GIVEN PASSAGE |
....................

JAMES STANIFORTH reads this play’s poker-face. Straight flush.
Corpus Playroom, 13th-17th March, £5-6
An effervescent production, full of sparkling wit and with a complex finish, Dealer’s Choice is a sure-fire bet. An assured exploration of the dynamics of addiction, compulsion and deception, this play balances both light and dark elements with dexterity.
It is important not to underemphasise just how much Patrick Marber’s text is responsible. The script is exceptional, delivering its comedic payload whilst attentively investing its characters with a genuine richness which tells as the play progresses. The plot bubbles with a satisfying intensity as a complex web of associations develop, building steadily towards an unexpectedly hard-hitting climax.
Pleasingly though, there was more to this production than the script. Marber’s smart, sparky dialogue with its sharp comic turns was handled firmly by a lively sextet of actors. Each cast member demonstrated a controlled energy of speech and gesture which between them generated an engaging chemistry.
The text’s ironic word-play and heavier subject matter were married nicely by this accomplished troupe of players. Jamie Hansen gave a sprightly and invigorating performance as Mugsy, deftly bounding about the stage with infective enthusiasm.

....................

STORED DATA |
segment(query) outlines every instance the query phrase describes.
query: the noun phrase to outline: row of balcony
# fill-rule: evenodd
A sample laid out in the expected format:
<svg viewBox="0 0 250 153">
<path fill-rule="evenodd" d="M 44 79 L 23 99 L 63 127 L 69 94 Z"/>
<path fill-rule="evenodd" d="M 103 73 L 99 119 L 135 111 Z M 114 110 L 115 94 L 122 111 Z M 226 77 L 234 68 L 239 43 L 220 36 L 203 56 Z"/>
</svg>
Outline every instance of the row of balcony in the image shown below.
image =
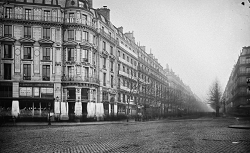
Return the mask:
<svg viewBox="0 0 250 153">
<path fill-rule="evenodd" d="M 99 84 L 100 81 L 94 77 L 84 77 L 81 75 L 77 76 L 62 76 L 62 81 L 70 81 L 70 82 L 90 82 Z"/>
<path fill-rule="evenodd" d="M 87 25 L 89 27 L 95 28 L 94 22 L 87 21 L 86 19 L 74 18 L 74 17 L 56 17 L 56 16 L 44 16 L 44 15 L 32 15 L 32 14 L 17 14 L 10 13 L 7 15 L 0 15 L 0 18 L 4 19 L 15 19 L 15 20 L 25 20 L 25 21 L 44 21 L 44 22 L 55 22 L 55 23 L 74 23 Z M 113 38 L 114 39 L 114 38 Z"/>
</svg>

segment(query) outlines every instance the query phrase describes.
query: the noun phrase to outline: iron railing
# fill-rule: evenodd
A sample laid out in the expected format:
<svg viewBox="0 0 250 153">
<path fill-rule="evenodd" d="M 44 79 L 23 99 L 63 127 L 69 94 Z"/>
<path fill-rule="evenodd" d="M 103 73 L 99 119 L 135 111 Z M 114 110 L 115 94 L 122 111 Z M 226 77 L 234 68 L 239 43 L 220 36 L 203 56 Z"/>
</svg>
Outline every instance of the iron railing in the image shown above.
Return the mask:
<svg viewBox="0 0 250 153">
<path fill-rule="evenodd" d="M 44 22 L 63 22 L 63 17 L 56 17 L 53 15 L 27 15 L 19 13 L 10 13 L 8 15 L 0 15 L 0 18 L 4 19 L 15 19 L 15 20 L 26 20 L 26 21 L 44 21 Z"/>
<path fill-rule="evenodd" d="M 99 84 L 99 79 L 94 77 L 83 77 L 83 76 L 62 76 L 62 81 L 72 81 L 72 82 L 89 82 Z"/>
</svg>

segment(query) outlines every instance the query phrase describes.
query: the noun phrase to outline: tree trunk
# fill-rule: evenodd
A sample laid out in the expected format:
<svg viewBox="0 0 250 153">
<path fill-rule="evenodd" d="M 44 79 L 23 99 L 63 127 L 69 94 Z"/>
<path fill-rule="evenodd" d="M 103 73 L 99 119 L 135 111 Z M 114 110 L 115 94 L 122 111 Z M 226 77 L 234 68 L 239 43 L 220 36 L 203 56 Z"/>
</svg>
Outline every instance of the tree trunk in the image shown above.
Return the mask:
<svg viewBox="0 0 250 153">
<path fill-rule="evenodd" d="M 216 117 L 220 117 L 220 107 L 216 106 Z"/>
</svg>

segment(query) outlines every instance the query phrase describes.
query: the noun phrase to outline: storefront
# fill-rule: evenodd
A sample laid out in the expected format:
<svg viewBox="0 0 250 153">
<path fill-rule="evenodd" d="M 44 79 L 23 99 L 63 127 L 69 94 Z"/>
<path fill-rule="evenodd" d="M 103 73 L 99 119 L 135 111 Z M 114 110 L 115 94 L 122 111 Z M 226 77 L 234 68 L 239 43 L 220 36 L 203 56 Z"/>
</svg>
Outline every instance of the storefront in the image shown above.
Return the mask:
<svg viewBox="0 0 250 153">
<path fill-rule="evenodd" d="M 19 83 L 19 118 L 47 119 L 54 113 L 54 84 Z"/>
</svg>

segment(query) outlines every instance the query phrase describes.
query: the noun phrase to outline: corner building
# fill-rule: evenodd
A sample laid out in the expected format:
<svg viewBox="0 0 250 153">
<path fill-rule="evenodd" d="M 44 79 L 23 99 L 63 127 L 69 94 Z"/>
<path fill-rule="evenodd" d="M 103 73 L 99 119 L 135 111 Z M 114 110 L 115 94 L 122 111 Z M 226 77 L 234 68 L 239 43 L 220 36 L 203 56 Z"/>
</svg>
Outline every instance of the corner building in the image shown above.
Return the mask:
<svg viewBox="0 0 250 153">
<path fill-rule="evenodd" d="M 163 67 L 133 32 L 112 25 L 107 7 L 0 0 L 0 21 L 1 116 L 84 121 L 177 106 Z"/>
</svg>

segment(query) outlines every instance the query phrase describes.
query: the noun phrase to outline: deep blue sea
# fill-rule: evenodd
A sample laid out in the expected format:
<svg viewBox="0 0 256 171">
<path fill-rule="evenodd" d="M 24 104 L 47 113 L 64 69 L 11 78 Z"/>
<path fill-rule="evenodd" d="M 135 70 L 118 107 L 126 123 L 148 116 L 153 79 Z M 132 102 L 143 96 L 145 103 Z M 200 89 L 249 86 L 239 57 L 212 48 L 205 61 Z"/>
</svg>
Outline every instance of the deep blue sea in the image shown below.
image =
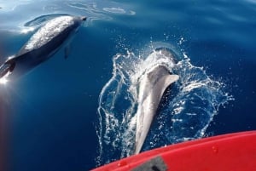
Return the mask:
<svg viewBox="0 0 256 171">
<path fill-rule="evenodd" d="M 131 155 L 134 80 L 160 63 L 147 58 L 162 47 L 176 54 L 180 79 L 143 151 L 256 129 L 255 0 L 0 0 L 0 7 L 1 63 L 48 20 L 88 17 L 67 59 L 61 48 L 0 85 L 9 170 L 89 170 Z"/>
</svg>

....................

PROMPT A | List the three things whose dynamics the review says the play explores.
PROMPT B | Summarize the review in two sentences.
PROMPT C | Print the review from "Pleasingly though, there" up to and including "an engaging chemistry.".

TASK ANSWER A |
addiction
compulsion
deception

TASK ANSWER B | The review praises Dealer's Choice at the Corpus Playroom as a witty, assured exploration of addiction, compulsion and deception that balances light and dark elements, and it credits much of the play's success to Patrick Marber's exceptional script. It also commends the lively cast of six for handling the dialogue with controlled energy and engaging chemistry, and it singles out Jamie Hansen's enthusiastic performance as Mugsy.

TASK ANSWER C |
Pleasingly though, there was more to this production than the script. Marber’s smart, sparky dialogue with its sharp comic turns was handled firmly by a lively sextet of actors. Each cast member demonstrated a controlled energy of speech and gesture which between them generated an engaging chemistry.